• Task objective: Exactly reproduce the lines beginning with the line that includes "Exercise. Mark the cloud" and ending with the last line of the data.
** Begin **
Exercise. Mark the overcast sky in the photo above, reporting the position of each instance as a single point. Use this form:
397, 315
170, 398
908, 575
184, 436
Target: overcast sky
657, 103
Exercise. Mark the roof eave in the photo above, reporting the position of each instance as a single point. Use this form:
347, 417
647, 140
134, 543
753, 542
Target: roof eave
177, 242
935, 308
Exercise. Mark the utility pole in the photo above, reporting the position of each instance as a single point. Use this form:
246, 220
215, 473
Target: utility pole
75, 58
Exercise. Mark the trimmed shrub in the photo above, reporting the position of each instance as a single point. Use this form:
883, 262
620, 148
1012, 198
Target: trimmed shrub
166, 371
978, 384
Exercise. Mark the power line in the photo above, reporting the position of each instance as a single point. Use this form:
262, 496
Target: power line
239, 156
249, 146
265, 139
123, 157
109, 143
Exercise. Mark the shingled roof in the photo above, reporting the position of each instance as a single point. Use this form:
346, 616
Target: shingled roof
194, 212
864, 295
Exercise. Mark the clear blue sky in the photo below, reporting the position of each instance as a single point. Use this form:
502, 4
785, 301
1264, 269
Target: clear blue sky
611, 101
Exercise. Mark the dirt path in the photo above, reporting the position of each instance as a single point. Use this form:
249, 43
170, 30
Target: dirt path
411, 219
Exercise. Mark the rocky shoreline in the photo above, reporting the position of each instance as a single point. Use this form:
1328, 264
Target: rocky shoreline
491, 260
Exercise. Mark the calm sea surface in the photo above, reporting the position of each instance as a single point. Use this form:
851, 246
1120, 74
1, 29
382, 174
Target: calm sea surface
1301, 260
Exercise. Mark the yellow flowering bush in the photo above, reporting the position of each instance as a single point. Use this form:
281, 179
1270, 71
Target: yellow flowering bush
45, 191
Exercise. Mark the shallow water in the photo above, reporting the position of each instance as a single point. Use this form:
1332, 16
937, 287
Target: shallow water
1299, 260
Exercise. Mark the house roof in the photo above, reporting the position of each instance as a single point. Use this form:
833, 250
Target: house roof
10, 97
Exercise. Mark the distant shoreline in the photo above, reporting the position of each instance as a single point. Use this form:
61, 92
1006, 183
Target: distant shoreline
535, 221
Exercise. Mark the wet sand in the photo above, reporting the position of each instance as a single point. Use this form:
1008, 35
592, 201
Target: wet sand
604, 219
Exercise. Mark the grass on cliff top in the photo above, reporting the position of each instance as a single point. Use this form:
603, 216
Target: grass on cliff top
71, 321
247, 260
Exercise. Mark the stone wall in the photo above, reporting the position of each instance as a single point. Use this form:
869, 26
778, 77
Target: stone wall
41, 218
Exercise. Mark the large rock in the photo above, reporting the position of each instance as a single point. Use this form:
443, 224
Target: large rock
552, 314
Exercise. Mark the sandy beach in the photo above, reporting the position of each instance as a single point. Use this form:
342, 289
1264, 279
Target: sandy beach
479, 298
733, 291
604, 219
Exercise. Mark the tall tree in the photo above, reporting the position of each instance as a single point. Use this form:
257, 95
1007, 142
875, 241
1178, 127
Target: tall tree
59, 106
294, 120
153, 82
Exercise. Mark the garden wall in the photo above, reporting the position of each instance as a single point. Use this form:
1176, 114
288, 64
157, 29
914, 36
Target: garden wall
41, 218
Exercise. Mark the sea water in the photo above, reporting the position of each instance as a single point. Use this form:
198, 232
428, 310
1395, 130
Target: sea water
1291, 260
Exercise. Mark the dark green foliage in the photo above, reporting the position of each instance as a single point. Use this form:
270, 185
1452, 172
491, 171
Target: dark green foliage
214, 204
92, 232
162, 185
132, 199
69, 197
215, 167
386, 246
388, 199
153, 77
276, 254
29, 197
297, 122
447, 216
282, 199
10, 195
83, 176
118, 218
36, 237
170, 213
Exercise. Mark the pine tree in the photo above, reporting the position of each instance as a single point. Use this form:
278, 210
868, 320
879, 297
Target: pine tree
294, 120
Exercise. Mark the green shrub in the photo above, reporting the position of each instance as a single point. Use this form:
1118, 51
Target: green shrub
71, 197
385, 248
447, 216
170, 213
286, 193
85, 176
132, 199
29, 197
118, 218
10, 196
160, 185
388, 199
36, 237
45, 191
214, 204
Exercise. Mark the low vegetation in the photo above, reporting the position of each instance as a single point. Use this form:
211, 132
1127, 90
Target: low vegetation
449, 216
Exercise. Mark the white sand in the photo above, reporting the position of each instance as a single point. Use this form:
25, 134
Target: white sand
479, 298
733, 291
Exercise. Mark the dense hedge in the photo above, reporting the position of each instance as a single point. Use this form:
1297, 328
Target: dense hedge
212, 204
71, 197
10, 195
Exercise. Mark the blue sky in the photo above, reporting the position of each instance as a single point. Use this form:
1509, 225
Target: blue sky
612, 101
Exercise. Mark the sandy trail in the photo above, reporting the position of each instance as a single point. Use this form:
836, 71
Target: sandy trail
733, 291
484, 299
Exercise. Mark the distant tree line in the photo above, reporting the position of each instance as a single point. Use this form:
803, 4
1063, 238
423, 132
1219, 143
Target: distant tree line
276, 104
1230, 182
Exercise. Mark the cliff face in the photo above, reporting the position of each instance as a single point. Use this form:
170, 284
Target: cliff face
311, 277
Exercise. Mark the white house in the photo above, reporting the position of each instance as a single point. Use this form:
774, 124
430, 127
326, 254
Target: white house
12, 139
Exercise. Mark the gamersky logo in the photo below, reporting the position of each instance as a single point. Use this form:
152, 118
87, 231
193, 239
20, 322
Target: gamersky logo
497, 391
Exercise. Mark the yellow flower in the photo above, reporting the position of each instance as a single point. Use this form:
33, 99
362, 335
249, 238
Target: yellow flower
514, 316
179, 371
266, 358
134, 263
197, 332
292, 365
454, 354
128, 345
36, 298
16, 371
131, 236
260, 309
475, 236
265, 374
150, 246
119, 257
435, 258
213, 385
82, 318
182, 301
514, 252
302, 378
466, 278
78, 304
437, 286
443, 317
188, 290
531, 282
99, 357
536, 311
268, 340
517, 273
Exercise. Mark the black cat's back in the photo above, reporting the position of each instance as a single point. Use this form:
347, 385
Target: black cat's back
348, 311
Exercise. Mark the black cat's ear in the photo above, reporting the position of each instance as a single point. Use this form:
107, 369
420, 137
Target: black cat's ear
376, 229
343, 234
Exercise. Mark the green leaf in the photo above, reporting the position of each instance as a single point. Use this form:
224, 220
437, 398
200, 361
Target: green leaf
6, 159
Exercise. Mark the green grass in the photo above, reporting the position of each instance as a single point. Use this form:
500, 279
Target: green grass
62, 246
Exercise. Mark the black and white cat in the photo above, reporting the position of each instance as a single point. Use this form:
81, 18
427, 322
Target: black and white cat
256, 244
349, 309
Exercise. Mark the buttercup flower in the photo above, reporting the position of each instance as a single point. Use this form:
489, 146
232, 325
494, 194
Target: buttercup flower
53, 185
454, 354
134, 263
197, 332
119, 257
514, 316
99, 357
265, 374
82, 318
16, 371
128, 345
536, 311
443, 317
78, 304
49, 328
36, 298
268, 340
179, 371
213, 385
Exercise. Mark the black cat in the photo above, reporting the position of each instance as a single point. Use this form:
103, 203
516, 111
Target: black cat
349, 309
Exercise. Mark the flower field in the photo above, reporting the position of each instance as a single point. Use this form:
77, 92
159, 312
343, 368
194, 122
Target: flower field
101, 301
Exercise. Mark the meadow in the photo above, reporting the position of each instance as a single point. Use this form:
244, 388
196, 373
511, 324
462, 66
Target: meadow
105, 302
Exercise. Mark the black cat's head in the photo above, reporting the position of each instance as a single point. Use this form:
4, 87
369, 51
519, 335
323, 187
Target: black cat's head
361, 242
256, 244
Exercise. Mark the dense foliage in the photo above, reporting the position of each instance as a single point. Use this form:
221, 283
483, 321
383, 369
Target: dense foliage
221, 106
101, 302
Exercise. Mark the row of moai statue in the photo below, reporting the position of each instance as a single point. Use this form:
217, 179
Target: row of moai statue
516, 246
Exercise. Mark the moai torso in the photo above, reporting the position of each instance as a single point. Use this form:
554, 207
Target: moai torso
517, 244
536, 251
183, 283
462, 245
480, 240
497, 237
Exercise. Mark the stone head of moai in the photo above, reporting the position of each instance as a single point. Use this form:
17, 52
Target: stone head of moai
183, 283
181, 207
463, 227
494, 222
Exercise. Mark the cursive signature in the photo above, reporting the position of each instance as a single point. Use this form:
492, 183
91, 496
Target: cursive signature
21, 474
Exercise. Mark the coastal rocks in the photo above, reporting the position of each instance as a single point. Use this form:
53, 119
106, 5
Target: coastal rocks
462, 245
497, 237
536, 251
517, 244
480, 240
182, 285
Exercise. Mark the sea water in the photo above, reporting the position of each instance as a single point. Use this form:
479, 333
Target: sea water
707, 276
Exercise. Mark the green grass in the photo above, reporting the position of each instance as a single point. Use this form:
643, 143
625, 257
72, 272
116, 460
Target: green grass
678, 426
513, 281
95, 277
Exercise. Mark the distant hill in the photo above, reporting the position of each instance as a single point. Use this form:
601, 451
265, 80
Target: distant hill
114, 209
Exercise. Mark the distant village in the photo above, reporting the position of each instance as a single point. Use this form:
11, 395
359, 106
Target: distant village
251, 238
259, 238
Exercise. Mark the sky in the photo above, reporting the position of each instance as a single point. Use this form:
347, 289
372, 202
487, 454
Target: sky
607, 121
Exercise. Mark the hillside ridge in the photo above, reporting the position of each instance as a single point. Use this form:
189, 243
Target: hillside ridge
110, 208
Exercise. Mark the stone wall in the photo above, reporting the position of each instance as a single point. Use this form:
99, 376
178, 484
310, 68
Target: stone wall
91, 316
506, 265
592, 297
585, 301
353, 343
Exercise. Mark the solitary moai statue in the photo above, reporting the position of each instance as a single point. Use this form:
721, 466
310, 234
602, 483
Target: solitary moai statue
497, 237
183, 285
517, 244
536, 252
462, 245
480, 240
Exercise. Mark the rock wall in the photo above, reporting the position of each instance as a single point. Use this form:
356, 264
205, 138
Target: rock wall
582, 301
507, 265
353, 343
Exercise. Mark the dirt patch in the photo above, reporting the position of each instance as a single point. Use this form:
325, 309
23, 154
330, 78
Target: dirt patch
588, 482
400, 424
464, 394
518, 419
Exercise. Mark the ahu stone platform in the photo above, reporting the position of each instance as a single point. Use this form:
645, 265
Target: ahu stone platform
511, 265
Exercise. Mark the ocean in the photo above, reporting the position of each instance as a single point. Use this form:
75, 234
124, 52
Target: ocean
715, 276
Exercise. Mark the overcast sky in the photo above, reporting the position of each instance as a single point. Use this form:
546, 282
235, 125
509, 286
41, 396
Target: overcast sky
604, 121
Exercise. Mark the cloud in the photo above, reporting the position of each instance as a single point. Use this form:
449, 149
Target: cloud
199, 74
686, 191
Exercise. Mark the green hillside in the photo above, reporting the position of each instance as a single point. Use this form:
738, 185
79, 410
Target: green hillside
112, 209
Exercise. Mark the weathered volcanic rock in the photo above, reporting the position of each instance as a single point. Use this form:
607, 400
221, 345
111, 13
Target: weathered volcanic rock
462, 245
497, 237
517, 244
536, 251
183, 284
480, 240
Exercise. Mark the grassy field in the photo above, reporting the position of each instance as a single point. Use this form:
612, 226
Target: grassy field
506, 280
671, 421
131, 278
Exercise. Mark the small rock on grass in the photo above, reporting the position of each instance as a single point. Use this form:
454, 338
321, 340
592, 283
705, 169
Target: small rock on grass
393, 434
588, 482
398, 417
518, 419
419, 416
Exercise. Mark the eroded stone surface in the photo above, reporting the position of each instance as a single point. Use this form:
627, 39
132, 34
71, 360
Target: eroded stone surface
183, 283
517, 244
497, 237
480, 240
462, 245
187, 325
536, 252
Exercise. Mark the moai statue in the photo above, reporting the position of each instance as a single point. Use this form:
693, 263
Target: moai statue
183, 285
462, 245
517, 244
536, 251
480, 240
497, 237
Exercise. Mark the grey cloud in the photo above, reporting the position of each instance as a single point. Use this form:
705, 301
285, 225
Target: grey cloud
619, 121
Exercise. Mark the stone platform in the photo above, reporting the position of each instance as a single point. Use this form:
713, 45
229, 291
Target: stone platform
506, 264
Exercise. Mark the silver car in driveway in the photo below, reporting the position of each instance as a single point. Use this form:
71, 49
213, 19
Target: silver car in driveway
** End **
• Answer to this exercise:
Exercise. Mark the cloud in the photo above, reporting the position of each instance as a single point. Use this form:
449, 149
Target: cloud
199, 74
686, 191
Exercise. Mark the green hillside in the photo above, reporting the position of each instance as a single point. Use this form:
738, 185
79, 410
Target: green hillside
112, 209
Exercise. Mark the weathered volcanic rock in the photo above, reporting the position of each instance as a single point. Use this form:
607, 400
221, 345
111, 13
Target: weathered volcanic rock
462, 245
497, 237
517, 244
536, 251
183, 284
480, 240
Exercise. Mark the grassy field in the photo above, reporting the position of each instance as a single point. Use this form:
612, 226
Target: grassy field
506, 280
671, 421
131, 278
Exercise. Mark the small rock on grass in the photo above, reporting the position of each instance as a single point. Use this form:
454, 338
321, 340
592, 283
705, 169
Target: small rock on grass
393, 434
588, 482
398, 417
518, 419
419, 416
Exercise. Mark the eroded stone surface in the photo above, reporting the position of each instance as a single point. Use this form:
627, 39
132, 34
71, 360
Target: eroded stone surface
183, 283
517, 244
497, 237
480, 240
462, 245
187, 325
536, 252
Exercise. Mark the moai statue in the photo above, reporting the position of each instance as a single point. Use this form:
693, 263
Target: moai statue
183, 285
462, 245
517, 244
536, 251
480, 240
497, 237
Exercise. Mark the grey cloud in the photo above, reporting the position of each instance as a single point. Use this form:
705, 301
285, 225
Target: grey cloud
619, 121
Exercise. Mark the stone platform in the photo above, reporting the position of each instance as a single point. Use this form:
713, 45
229, 291
Target: stone platform
506, 264
Exercise. Mark the silver car in driveway in the photo below, reporting the position of each instance as a single point. Use this form:
71, 49
213, 19
Target: silver car in driveway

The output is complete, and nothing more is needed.